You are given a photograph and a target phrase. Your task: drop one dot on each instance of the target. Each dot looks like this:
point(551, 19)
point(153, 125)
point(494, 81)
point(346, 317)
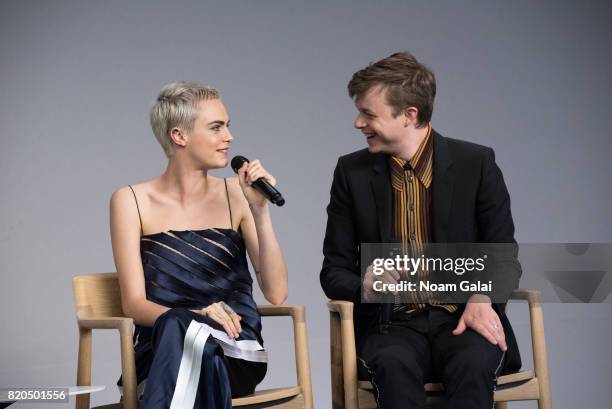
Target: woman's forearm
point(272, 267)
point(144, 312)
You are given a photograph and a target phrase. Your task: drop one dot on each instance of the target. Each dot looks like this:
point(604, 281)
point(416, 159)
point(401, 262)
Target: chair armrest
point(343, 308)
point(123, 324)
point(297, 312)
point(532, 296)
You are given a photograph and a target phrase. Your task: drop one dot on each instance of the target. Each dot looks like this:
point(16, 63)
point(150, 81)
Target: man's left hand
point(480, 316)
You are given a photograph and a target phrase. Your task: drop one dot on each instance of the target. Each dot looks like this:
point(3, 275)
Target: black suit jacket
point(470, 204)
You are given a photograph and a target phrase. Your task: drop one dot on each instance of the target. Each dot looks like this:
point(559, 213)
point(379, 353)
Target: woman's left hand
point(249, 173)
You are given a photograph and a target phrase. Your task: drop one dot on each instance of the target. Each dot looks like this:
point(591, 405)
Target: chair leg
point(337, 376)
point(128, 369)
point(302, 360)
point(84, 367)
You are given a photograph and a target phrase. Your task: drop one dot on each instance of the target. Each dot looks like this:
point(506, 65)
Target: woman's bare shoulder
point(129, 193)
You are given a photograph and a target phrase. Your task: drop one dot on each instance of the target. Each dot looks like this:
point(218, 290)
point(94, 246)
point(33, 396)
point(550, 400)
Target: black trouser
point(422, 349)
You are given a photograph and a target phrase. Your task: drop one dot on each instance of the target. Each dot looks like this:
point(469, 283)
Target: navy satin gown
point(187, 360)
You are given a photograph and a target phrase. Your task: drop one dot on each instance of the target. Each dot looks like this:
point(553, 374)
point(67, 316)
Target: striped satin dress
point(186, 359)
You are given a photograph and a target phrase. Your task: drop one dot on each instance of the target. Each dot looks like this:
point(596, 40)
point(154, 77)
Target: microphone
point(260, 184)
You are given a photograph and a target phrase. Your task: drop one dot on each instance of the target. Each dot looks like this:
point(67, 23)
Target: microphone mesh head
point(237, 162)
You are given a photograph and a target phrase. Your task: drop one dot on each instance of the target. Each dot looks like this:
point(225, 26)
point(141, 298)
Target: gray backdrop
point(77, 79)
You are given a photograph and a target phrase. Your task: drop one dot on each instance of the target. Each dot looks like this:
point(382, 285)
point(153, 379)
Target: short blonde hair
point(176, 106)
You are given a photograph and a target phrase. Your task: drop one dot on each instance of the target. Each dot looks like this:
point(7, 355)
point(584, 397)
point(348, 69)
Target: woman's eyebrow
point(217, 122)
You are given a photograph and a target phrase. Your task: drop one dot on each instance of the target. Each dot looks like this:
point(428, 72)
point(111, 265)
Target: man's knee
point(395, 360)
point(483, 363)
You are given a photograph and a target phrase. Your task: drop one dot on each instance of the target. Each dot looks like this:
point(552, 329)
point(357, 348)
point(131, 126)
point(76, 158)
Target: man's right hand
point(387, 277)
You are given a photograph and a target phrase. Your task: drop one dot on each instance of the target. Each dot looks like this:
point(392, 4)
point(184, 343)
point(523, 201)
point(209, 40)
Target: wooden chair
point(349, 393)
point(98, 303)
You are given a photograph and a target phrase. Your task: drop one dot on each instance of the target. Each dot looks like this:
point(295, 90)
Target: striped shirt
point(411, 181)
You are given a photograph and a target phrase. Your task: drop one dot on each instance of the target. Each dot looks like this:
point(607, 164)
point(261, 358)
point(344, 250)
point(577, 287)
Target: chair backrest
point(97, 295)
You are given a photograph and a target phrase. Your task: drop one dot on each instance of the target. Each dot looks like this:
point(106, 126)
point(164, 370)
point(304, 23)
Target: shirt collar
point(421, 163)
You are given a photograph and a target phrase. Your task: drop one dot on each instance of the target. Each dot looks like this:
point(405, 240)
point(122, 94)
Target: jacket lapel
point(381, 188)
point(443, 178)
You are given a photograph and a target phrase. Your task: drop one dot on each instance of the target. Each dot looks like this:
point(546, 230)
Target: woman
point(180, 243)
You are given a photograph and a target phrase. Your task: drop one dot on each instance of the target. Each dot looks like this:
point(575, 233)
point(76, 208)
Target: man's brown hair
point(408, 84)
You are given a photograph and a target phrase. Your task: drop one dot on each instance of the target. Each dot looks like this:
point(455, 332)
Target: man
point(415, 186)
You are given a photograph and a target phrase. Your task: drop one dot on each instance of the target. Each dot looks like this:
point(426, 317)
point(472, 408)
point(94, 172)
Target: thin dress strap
══════════
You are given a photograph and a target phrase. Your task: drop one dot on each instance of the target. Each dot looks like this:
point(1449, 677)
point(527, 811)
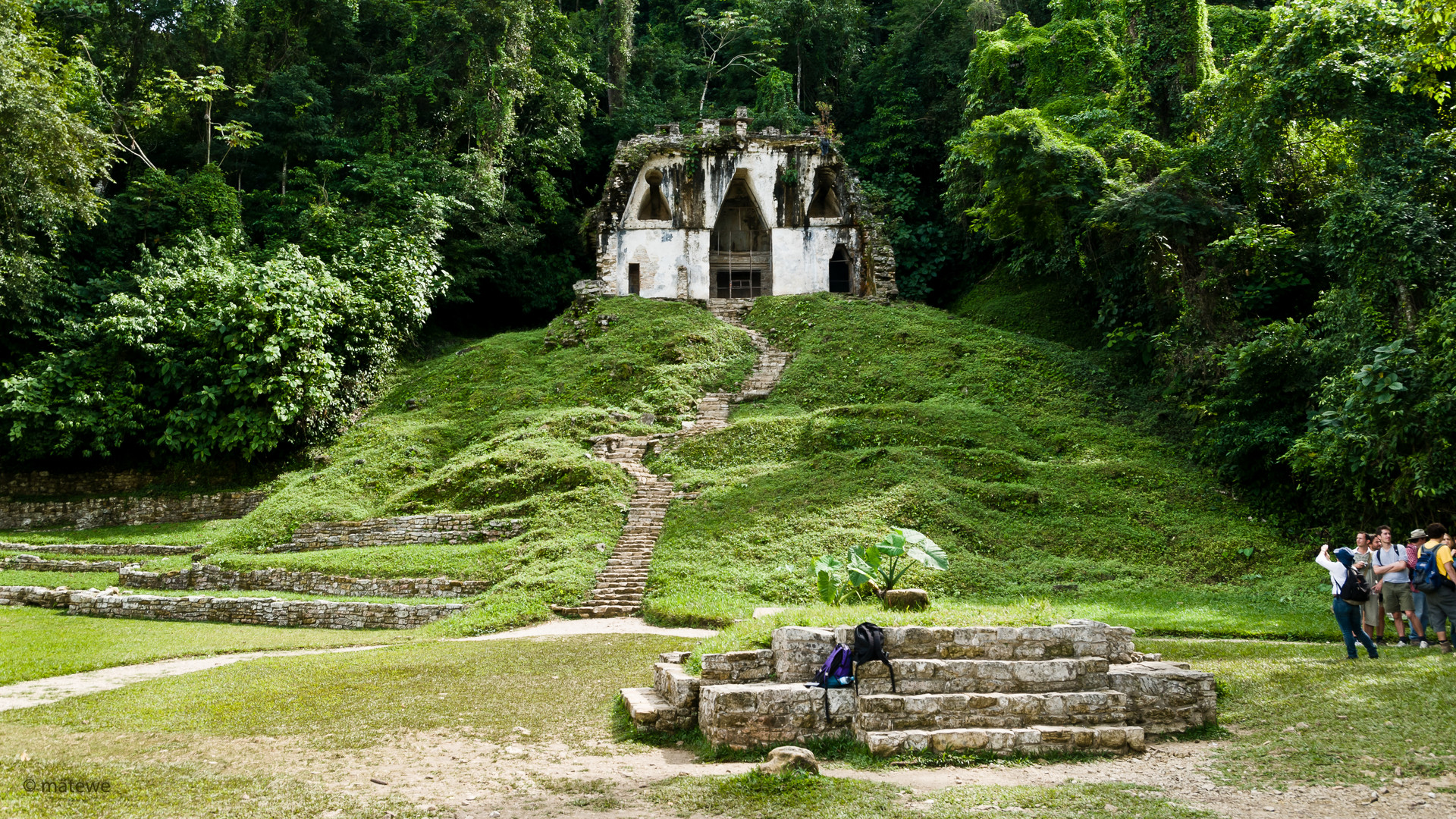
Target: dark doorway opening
══════════
Only the lines above from the one with "Target: chair leg" up to and including the one with "point(469, 283)" should be repeated, exactly as written.

• [RESPONSE TO THIS EXERCISE]:
Target: chair leg
point(337, 376)
point(128, 369)
point(302, 360)
point(84, 367)
You are given a photograph and a target phrase. Your task: drop one dot on each instance of the target. Each dot looks like this:
point(506, 65)
Target: woman's bare shoulder
point(129, 193)
You are given a photograph and a target phrase. Your task: drop one dot on each instance of the target. Each dot looks like this:
point(218, 290)
point(94, 246)
point(33, 396)
point(550, 400)
Target: black trouser
point(422, 349)
You are given a photograph and a target phrase. Your task: drop one dot on each instance of the target. Each dot looks like this:
point(469, 283)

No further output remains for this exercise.